TO BE DONE ▸ Reproduce every line of the records below character for character, but omit the pictures.

PROVIDED INFORMATION ▸
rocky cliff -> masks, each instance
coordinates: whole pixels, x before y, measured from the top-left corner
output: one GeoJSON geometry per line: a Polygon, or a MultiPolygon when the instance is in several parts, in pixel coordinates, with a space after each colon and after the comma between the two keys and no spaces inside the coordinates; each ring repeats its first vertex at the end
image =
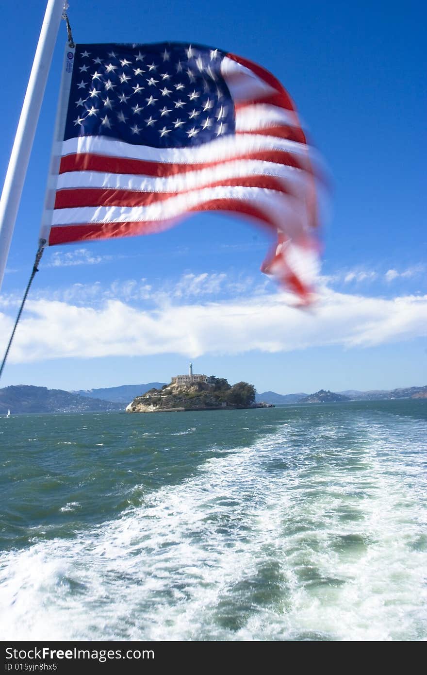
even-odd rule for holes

CORRECT RESULT ▸
rocky cliff -> masks, each instance
coordinates: whole pixels, x before y, measured from the top-left corner
output: one GeoJSON geometry per line: a Polygon, or a MultiPolygon when the instance is in several parts, in pixel coordinates, with a space after each colon and after the comma between the two keys and no spaces inside the coordinates; each ring repeats its first vertex at the end
image =
even-odd rule for holes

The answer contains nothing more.